Task instructions:
Every line from the one containing "negative clicks: (270, 111)" to the one containing "248L400 247V221L391 223L388" in the records below, both included, must be set down exactly, and no other line.

[Extracted entries — start]

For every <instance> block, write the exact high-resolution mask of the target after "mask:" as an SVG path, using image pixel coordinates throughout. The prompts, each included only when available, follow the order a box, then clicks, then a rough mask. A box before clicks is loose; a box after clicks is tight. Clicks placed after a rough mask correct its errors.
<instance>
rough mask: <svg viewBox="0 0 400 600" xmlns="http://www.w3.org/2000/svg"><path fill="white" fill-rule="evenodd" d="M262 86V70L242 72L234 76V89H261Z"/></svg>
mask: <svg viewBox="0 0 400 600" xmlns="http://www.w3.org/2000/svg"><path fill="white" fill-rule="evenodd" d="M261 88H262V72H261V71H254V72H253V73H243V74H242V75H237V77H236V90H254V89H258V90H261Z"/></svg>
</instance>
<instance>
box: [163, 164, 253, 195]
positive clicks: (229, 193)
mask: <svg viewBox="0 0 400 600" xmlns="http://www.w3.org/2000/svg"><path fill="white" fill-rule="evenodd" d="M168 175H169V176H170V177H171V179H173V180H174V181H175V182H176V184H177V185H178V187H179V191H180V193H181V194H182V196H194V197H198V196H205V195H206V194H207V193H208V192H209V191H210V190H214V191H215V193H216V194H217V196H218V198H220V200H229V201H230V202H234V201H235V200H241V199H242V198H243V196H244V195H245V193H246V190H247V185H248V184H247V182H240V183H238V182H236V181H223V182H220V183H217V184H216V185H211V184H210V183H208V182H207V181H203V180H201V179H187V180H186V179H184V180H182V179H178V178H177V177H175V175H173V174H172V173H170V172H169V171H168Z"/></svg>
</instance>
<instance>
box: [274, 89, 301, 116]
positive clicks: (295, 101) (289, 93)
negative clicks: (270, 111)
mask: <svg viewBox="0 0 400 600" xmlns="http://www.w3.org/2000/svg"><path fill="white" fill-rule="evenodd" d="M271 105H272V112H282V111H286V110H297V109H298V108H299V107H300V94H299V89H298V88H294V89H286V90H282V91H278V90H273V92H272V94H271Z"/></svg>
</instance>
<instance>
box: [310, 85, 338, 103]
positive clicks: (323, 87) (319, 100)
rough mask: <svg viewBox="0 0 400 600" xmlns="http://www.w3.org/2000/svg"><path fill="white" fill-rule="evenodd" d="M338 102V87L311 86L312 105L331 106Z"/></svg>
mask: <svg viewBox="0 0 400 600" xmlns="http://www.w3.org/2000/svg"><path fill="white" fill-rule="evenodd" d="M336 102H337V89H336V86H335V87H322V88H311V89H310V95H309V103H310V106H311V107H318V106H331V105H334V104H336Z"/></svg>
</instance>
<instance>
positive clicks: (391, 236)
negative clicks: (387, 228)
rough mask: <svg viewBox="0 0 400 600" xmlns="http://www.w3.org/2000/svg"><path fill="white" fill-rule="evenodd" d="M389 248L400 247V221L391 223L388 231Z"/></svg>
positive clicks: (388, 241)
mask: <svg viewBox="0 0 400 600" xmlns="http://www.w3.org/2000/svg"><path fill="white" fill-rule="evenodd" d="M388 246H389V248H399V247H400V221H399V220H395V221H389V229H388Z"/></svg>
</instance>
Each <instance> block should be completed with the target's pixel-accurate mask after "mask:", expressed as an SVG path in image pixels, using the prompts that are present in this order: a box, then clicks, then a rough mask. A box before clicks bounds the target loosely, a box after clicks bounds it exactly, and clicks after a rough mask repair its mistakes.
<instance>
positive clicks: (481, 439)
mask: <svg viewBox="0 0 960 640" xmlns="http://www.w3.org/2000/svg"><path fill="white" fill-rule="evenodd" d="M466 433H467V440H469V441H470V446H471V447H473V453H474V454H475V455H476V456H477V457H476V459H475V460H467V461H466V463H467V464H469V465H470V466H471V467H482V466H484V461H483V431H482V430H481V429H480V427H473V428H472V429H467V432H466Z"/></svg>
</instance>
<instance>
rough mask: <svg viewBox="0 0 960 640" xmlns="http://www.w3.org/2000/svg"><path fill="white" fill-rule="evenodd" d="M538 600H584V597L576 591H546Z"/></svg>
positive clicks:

[Extracted entries — finish]

Task solution:
negative clicks: (270, 111)
mask: <svg viewBox="0 0 400 600" xmlns="http://www.w3.org/2000/svg"><path fill="white" fill-rule="evenodd" d="M271 105H272V112H282V111H286V110H297V109H298V108H299V107H300V94H299V89H298V88H294V89H286V90H282V91H278V90H273V92H272V94H271Z"/></svg>
</instance>
<instance>
box: [310, 85, 338, 103]
positive clicks: (323, 87) (319, 100)
rough mask: <svg viewBox="0 0 400 600" xmlns="http://www.w3.org/2000/svg"><path fill="white" fill-rule="evenodd" d="M338 102V87L311 86L312 105L331 106Z"/></svg>
mask: <svg viewBox="0 0 400 600" xmlns="http://www.w3.org/2000/svg"><path fill="white" fill-rule="evenodd" d="M336 102H337V89H336V86H335V87H322V88H311V89H310V95H309V103H310V106H311V107H318V106H331V105H334V104H336Z"/></svg>
</instance>
<instance>
positive clicks: (391, 236)
negative clicks: (387, 228)
rough mask: <svg viewBox="0 0 400 600" xmlns="http://www.w3.org/2000/svg"><path fill="white" fill-rule="evenodd" d="M389 248L400 247V221L391 223L388 231Z"/></svg>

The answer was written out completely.